## The request
Please copy out every entry below word for word, with each line kept as it stands.

## Information given
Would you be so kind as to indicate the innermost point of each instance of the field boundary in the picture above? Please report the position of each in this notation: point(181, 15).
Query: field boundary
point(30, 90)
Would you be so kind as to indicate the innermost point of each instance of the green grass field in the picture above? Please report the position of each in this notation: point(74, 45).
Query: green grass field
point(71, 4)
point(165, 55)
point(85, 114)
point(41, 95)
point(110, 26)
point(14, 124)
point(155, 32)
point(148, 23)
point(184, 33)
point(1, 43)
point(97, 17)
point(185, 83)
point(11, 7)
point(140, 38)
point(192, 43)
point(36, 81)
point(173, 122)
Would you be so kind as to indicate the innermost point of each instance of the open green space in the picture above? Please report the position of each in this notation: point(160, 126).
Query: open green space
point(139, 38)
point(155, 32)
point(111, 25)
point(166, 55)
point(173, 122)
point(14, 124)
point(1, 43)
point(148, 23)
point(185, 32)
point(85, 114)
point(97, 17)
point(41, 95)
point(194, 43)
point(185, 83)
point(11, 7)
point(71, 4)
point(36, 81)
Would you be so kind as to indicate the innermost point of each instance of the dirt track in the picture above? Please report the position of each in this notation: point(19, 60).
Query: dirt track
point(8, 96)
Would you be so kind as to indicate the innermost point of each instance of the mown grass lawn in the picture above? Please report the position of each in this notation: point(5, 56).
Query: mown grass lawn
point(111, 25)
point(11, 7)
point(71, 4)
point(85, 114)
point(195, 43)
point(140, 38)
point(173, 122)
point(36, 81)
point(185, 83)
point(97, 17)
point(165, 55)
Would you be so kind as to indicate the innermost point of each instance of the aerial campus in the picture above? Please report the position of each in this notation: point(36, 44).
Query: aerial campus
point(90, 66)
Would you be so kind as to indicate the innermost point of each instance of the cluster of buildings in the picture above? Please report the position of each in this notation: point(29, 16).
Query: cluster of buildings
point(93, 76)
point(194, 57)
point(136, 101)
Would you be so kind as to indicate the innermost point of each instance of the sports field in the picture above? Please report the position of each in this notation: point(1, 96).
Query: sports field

## Task response
Would you be so kind as to indicate the innermost point of each instance of the field boundary in the picture above? Please report the position of each in this notation: point(181, 15).
Query: field boundary
point(30, 90)
Would you be so kind as to indicate the innermost point of each instance of the green grass field in the picture above? Please report the position of each in this notation: point(74, 45).
Query: green grass field
point(71, 4)
point(165, 55)
point(85, 114)
point(41, 95)
point(110, 26)
point(14, 124)
point(155, 32)
point(148, 23)
point(184, 33)
point(1, 43)
point(97, 17)
point(185, 83)
point(11, 7)
point(140, 38)
point(192, 43)
point(36, 81)
point(173, 122)
Would you be so kind as to indicate the innermost point of each instance of the open green space in the picture above? Please report the position of each in this notation: point(160, 126).
Query: open green space
point(139, 38)
point(155, 32)
point(111, 25)
point(166, 55)
point(173, 122)
point(14, 124)
point(1, 43)
point(148, 23)
point(185, 32)
point(85, 114)
point(97, 17)
point(41, 95)
point(194, 43)
point(185, 83)
point(11, 7)
point(71, 4)
point(36, 81)
Would you be so kind as to indicate the innermost point of each instance of the dirt track in the picture above? Please report the position of each in this notation: point(19, 60).
Query: dirt track
point(8, 96)
Would you be so kind as to indicate the innermost point of each instance of the mown grass lawn in the picture above? Please report the position of each in this notation: point(5, 56).
Query: mown grass lawn
point(111, 25)
point(11, 7)
point(71, 4)
point(85, 114)
point(195, 43)
point(140, 38)
point(173, 122)
point(36, 81)
point(185, 83)
point(97, 17)
point(165, 55)
Would you be so kind as to indicate the innermost point of each instance of the aerial campus in the picture above? Please report the position of each in this notation: point(36, 44).
Query: aerial campus
point(90, 66)
Would you be so kind as to indicate the innermost point of each instance of the cluster of buildings in the picture above? Please report the position of each in this notation: point(29, 16).
Query: cluster of buildings
point(93, 76)
point(194, 57)
point(136, 101)
Would you be so kind as to indicate the innermost point of each instance of the sports field in the picture above? Please report the position of each in this notation: point(1, 96).
Query: sports field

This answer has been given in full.